[Input for this task]
═══
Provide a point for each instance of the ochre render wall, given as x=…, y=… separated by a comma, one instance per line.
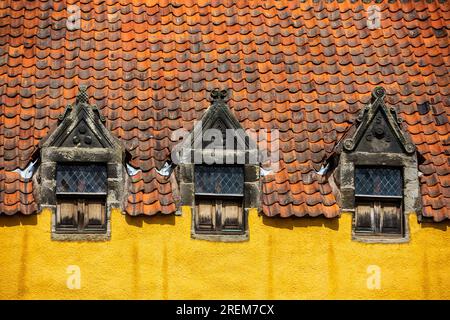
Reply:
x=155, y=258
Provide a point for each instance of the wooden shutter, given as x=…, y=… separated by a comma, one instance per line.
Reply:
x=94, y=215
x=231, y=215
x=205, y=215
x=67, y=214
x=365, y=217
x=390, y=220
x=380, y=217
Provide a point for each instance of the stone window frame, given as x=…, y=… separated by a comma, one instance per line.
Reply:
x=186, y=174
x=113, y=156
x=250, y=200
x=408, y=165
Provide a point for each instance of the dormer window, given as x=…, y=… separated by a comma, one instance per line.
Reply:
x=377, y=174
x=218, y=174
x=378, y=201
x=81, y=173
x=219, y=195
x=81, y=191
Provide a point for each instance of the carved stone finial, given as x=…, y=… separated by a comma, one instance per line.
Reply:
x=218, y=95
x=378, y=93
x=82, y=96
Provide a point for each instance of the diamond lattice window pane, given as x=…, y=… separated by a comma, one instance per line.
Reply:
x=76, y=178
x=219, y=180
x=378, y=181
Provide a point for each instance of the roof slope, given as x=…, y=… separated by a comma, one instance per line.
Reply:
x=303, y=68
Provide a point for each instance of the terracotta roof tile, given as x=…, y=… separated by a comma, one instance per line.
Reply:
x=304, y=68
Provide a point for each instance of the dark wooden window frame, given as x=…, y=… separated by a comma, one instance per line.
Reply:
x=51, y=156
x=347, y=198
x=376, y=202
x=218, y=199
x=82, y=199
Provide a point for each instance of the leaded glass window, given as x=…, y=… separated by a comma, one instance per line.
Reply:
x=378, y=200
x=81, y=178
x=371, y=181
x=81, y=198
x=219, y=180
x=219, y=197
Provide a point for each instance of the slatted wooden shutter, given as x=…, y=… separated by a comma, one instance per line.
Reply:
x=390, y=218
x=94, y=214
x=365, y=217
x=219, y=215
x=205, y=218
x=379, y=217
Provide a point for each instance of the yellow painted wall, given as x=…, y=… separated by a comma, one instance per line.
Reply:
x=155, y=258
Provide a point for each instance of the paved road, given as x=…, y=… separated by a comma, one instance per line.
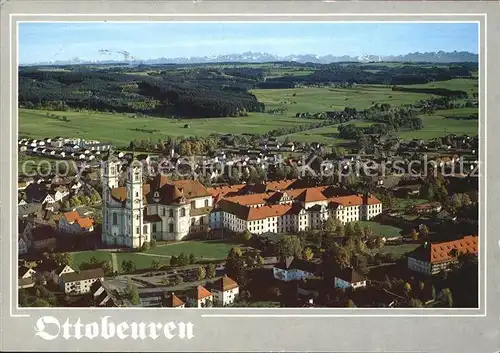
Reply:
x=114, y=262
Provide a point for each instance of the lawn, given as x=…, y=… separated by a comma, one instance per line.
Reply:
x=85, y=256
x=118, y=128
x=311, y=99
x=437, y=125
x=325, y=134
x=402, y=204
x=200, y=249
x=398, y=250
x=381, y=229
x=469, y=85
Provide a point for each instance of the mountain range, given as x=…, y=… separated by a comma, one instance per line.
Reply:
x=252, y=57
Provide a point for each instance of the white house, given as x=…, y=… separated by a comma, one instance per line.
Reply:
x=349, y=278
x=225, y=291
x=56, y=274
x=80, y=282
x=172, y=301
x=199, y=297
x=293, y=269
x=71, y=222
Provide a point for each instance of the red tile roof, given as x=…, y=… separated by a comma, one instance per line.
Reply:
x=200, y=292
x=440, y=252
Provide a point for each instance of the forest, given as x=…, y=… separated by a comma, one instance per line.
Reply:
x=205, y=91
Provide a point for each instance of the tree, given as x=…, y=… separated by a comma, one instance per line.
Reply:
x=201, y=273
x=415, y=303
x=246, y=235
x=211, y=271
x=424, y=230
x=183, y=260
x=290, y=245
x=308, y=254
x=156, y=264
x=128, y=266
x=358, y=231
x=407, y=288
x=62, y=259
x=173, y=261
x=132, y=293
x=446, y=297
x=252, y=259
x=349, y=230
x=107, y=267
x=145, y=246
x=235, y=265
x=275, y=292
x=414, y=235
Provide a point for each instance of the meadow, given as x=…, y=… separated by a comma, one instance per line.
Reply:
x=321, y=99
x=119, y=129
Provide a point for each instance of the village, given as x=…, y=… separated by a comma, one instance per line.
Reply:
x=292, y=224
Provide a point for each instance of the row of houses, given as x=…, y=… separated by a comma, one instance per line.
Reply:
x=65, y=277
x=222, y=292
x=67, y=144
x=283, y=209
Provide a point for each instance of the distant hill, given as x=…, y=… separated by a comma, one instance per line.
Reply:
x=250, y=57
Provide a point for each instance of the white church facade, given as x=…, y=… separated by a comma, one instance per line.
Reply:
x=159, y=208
═══
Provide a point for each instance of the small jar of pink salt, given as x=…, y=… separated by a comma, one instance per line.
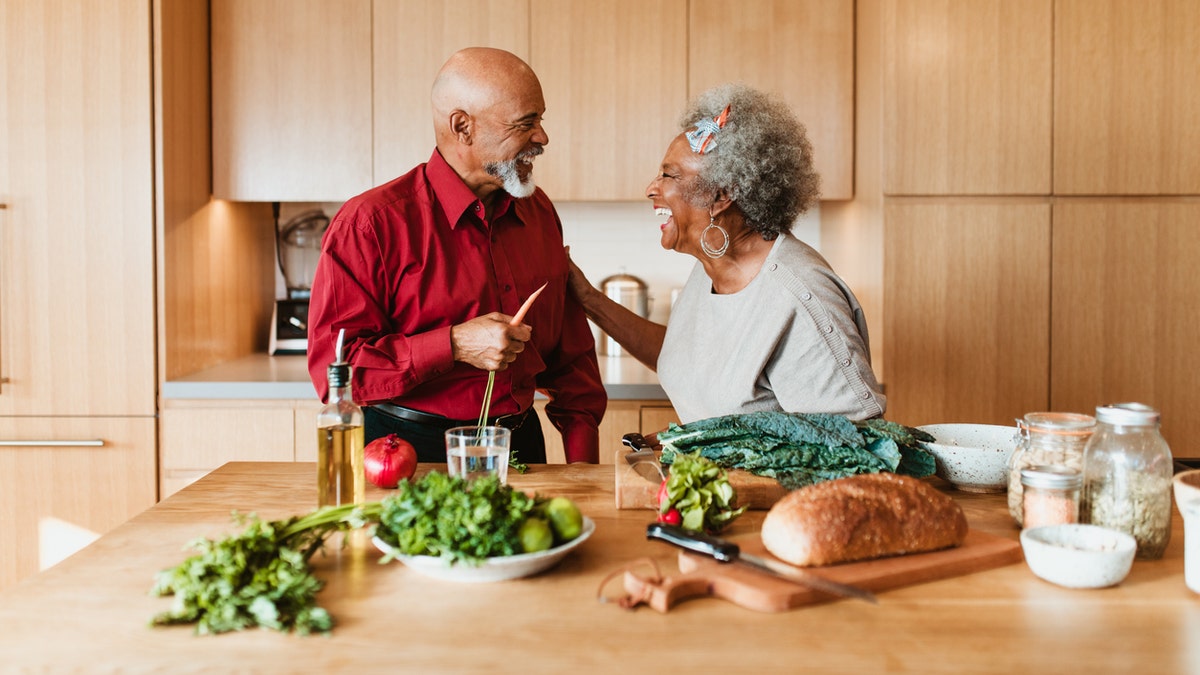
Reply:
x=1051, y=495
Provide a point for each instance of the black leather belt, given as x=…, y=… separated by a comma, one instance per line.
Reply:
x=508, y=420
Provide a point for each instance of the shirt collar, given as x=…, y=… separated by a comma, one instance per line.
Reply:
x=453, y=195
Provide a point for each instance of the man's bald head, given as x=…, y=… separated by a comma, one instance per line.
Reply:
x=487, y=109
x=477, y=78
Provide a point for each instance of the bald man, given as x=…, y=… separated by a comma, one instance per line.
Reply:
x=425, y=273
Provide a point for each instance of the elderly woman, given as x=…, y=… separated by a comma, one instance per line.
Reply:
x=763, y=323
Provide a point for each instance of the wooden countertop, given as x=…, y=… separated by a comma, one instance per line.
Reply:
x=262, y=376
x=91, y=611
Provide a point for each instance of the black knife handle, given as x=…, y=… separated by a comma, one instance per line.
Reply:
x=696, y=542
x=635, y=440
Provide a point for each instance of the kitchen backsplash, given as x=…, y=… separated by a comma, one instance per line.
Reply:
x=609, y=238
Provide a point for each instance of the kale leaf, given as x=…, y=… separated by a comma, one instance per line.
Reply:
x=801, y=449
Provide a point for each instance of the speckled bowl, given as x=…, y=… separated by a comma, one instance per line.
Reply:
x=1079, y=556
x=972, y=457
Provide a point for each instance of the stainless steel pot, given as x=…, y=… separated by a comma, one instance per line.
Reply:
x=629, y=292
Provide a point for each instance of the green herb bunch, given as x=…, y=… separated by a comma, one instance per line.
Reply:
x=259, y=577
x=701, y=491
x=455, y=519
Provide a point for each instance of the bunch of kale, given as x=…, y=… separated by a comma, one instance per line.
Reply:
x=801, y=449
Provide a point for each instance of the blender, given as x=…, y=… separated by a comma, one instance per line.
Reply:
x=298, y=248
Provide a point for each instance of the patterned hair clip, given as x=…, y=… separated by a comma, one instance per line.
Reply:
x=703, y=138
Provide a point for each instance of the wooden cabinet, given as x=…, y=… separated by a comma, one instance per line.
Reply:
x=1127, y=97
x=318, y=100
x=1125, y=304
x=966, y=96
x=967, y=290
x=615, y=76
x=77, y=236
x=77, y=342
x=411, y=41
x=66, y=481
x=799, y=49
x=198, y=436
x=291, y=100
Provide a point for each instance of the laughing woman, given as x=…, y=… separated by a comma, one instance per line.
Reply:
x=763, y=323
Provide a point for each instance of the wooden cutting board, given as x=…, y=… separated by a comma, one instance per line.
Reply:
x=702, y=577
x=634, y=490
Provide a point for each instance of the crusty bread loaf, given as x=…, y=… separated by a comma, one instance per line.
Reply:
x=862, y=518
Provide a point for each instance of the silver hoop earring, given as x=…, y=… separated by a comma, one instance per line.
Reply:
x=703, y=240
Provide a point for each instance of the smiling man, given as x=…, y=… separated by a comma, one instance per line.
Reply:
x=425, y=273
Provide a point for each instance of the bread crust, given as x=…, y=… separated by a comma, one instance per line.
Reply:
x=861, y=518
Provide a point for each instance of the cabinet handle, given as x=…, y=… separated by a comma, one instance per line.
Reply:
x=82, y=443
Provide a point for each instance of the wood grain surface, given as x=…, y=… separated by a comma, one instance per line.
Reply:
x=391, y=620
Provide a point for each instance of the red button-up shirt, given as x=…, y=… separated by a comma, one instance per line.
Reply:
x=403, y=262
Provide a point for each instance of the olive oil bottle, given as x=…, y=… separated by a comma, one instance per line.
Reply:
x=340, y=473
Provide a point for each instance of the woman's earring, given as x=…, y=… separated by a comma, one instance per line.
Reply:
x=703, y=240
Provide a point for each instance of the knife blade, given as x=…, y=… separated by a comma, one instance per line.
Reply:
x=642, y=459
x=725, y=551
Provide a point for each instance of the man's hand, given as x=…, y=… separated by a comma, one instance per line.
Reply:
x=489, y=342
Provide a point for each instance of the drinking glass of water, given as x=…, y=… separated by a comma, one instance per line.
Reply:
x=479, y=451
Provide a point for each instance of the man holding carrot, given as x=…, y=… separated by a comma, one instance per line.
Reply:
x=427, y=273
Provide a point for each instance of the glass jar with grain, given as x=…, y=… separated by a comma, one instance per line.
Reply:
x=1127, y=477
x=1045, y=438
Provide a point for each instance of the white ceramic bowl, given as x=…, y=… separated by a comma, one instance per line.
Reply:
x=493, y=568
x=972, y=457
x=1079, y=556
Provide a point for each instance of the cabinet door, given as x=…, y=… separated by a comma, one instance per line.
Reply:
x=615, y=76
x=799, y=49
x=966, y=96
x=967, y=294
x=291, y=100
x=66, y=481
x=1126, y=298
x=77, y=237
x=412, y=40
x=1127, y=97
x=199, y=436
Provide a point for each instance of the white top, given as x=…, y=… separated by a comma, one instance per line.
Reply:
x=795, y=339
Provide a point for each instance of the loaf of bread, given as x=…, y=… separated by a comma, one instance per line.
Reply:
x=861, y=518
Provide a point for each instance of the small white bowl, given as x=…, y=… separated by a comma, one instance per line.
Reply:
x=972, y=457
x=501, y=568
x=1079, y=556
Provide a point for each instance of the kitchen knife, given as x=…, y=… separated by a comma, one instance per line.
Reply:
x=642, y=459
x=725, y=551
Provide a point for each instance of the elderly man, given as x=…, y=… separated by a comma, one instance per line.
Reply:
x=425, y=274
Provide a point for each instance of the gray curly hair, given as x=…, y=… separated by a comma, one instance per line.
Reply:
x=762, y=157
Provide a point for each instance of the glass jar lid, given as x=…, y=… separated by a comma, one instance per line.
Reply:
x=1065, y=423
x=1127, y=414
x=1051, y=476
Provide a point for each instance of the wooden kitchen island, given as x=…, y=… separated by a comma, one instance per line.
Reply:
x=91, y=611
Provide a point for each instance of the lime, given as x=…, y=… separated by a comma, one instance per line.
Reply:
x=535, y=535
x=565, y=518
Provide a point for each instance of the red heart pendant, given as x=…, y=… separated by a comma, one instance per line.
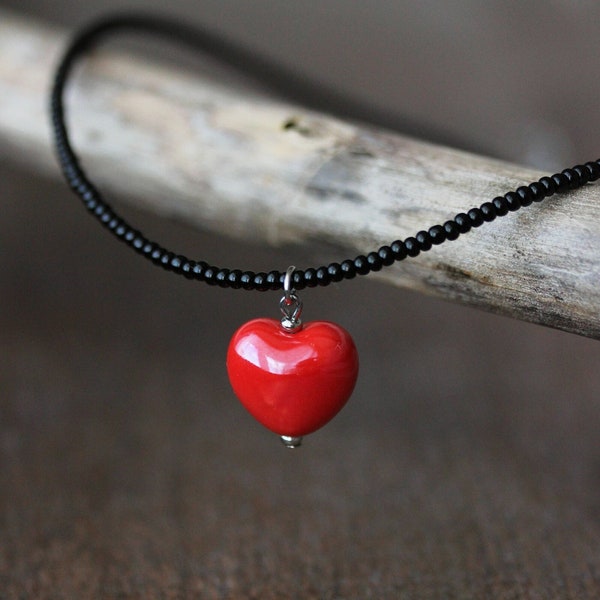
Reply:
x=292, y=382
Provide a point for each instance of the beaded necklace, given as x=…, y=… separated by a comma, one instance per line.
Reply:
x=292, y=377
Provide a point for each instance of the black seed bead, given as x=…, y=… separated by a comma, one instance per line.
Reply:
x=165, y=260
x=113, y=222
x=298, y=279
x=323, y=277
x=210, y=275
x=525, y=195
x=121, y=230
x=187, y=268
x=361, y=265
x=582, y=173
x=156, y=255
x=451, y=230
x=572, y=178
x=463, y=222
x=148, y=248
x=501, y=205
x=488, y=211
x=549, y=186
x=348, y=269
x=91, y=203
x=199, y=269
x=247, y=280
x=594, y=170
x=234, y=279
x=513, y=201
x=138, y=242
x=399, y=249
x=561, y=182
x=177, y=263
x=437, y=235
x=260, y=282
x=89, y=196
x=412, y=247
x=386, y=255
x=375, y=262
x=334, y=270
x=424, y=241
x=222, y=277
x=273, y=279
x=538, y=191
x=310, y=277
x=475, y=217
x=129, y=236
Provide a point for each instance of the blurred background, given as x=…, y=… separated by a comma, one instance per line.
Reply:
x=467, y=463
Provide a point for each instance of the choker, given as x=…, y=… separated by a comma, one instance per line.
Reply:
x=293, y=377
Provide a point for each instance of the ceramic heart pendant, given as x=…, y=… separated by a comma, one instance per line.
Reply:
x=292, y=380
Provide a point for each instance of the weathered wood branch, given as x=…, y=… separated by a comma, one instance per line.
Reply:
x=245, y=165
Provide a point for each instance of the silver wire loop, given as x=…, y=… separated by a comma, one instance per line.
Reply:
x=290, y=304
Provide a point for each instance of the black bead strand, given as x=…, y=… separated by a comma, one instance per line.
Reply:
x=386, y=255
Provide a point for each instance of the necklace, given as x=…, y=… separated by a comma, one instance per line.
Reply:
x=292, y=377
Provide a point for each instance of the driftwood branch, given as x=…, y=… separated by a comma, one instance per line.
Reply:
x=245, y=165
═══
[Exercise aim]
Reproduce the records starting at the line containing "Provide a point for each instance of the beaded" and ending at the line containing "x=292, y=380", with "choker" changed to "collar" and nothing else altered. Return only those lines.

[Solved exercise]
Provide a point for each instance of the beaded necklace, given as x=…, y=… separated by a comma, one instance per line.
Reply:
x=292, y=377
Provide a point for each instance of the black seed bead, given as x=…, y=… separated by a comma, one instance per line.
Reply:
x=165, y=260
x=113, y=222
x=298, y=279
x=323, y=277
x=210, y=275
x=525, y=195
x=121, y=230
x=187, y=268
x=361, y=265
x=582, y=173
x=156, y=255
x=451, y=230
x=572, y=178
x=463, y=222
x=148, y=248
x=501, y=205
x=488, y=211
x=549, y=186
x=348, y=269
x=91, y=203
x=199, y=269
x=247, y=280
x=594, y=170
x=234, y=279
x=513, y=201
x=138, y=242
x=399, y=249
x=561, y=182
x=177, y=263
x=437, y=235
x=260, y=282
x=89, y=196
x=412, y=247
x=386, y=255
x=375, y=262
x=334, y=270
x=424, y=241
x=222, y=277
x=273, y=279
x=538, y=191
x=310, y=277
x=475, y=217
x=129, y=236
Provide a point for each instance of the blurred background, given as x=…, y=… separated by a comma, one instance per line.
Reply:
x=467, y=463
Provide a point for each instance of the collar, given as x=…, y=… separated by a comma, one instance per line.
Reply:
x=293, y=377
Provide a point for each instance of the ceramic heart pendant, given as x=…, y=… separated by a comma, one instance per line.
Reply:
x=292, y=380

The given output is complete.